**ОПИСАНИЕ ЗАДАНИЯ:** Оформите весь материал ниже как CSV из двух столбцов с названиями «запрос» и «ответ». На каждый текст с его ответом отводится одна строка, каждое значение стоит в отдельном поле в кавычках, а переносы строк заменены пробелами; изображения в результат не включайте.

**ВХОДНЫЕ ДАННЫЕ:**
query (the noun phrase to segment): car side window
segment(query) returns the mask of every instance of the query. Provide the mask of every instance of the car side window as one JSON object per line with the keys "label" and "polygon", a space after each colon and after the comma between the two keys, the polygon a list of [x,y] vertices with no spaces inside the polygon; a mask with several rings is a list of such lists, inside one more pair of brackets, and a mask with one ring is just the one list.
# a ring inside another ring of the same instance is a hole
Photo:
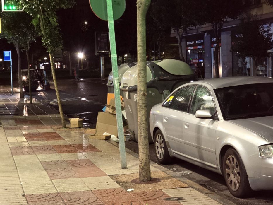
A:
{"label": "car side window", "polygon": [[216,110],[210,93],[205,88],[198,86],[193,96],[190,113],[195,115],[196,111],[200,110],[210,110],[212,115]]}
{"label": "car side window", "polygon": [[177,92],[174,93],[171,96],[168,98],[168,99],[163,103],[162,106],[164,107],[169,107],[169,105],[171,104],[172,100],[173,100],[174,97],[174,95],[176,94],[176,93],[177,93]]}
{"label": "car side window", "polygon": [[170,108],[186,112],[195,86],[187,86],[180,89],[173,97]]}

**ВЕРНЫЙ РЕЗУЛЬТАТ:**
запрос,ответ
"query (the noun phrase to segment): car side window segment(query) returns the mask of every instance of the query. Provide the mask of every instance of the car side window as one JSON object per line with the keys ""label"" and ""polygon"", a space after each colon and after the comma between the two keys, the polygon a list of [x,y] vertices with no spaces inside the polygon; a mask with several rings is a list of such lists, inside one more pair of brackets, and a mask with one ring is just the one list. # a ring inside another ring of the same instance is a hole Photo: A:","{""label"": ""car side window"", ""polygon"": [[216,110],[210,93],[205,88],[198,86],[193,96],[190,113],[195,115],[196,111],[200,110],[210,110],[212,115]]} {""label"": ""car side window"", ""polygon"": [[177,92],[174,93],[171,96],[168,98],[168,99],[163,103],[162,106],[164,107],[169,107],[169,105],[171,104],[172,100],[173,100],[174,97],[174,95],[176,94],[176,93],[177,93]]} {""label"": ""car side window"", ""polygon"": [[170,108],[186,112],[195,86],[187,86],[180,89],[173,97]]}"